:: Data records
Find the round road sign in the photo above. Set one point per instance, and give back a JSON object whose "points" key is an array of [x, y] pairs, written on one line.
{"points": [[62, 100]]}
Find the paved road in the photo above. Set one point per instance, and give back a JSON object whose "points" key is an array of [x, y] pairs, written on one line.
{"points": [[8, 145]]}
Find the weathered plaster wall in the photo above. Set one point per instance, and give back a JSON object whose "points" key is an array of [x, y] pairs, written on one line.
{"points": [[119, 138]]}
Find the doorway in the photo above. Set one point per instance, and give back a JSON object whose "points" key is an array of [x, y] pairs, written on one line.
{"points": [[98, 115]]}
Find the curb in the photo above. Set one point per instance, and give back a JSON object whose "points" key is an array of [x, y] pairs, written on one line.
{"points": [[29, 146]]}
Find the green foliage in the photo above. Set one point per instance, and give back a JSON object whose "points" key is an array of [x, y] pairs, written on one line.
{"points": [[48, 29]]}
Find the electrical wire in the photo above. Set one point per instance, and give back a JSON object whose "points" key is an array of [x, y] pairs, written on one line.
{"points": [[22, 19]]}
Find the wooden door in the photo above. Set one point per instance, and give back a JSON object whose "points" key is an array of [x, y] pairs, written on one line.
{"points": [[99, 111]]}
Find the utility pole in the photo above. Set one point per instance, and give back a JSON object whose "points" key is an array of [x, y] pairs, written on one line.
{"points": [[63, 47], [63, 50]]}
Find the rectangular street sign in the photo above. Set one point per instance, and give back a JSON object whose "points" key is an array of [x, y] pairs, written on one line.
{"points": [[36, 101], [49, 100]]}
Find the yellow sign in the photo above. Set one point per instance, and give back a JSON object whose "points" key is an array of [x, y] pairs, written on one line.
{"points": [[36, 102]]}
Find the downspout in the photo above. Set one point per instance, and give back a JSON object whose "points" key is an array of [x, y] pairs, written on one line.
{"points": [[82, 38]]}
::::
Render the records above as a two-column CSV headed instruction and response, with one row per record covering all of them. Put each record's text and its answer in separate quoted fields, and replace any line breaks with spaces.

> [Completed exercise]:
instruction,response
"Find the round road sign in the photo above. Set one point per instance, and give back a JSON object whose ""points"" key is an array of [x, y] pairs, written on one line.","{""points"": [[62, 100]]}"
"Find the paved road in the photo above. Set one point per instance, and give back a JSON object whose ""points"" key is an array of [x, y] pairs, written on one line.","{""points"": [[8, 145]]}"
"Find the weathered plaster wall in the photo above. Set one point per instance, and give back a JSON object whose ""points"" key is an array of [x, y] pairs, written on one line.","{""points"": [[119, 138]]}"
"Find the doorway in the photo above. Set one point per instance, and give back a JSON object whose ""points"" key is an array of [x, y] pairs, written on one line.","{""points"": [[98, 115]]}"
"Find the curb in the photo above. Set one point per instance, and give back a JSON object whose ""points"" key is an array of [x, y] pairs, written on one line.","{""points"": [[29, 146]]}"
"Find the green foliage in the photo above. Set one point per instance, and give back a JSON object whose ""points"" key is an array of [x, y] pairs, written on one line.","{""points"": [[48, 29]]}"
"Find the electrical wire in the photo above. Set one point per instance, and give back a JSON object whose ""points"" key is an array of [x, y] pairs, written on one line.","{""points"": [[22, 19]]}"
"Find the wooden door in the photo above. Set one point per instance, and give back a JSON object whose ""points"" key is an array of [x, y] pairs, written on one line.","{""points"": [[99, 111]]}"
"Find the utility pole in the photo above. Set one point per instance, and give back a JSON object whose ""points"" key is an array of [x, y] pairs, written on one line.","{""points"": [[63, 47], [63, 50]]}"
"Find the rectangular street sign in the photo above. Set one point per instance, and give back a JSON object whose ""points"" key is an array of [x, y] pairs, written on one line.","{""points"": [[36, 101], [49, 100]]}"
"Find the yellow sign in the photo above. Set one point per instance, and give back a JSON object whose ""points"" key is an array of [x, y] pairs, written on one line.","{""points"": [[36, 102]]}"
"Find the downspout in the photo above. Set one point per instance, and give back a JSON object whose ""points"" key is an array of [x, y] pairs, written on one line.","{""points"": [[82, 38]]}"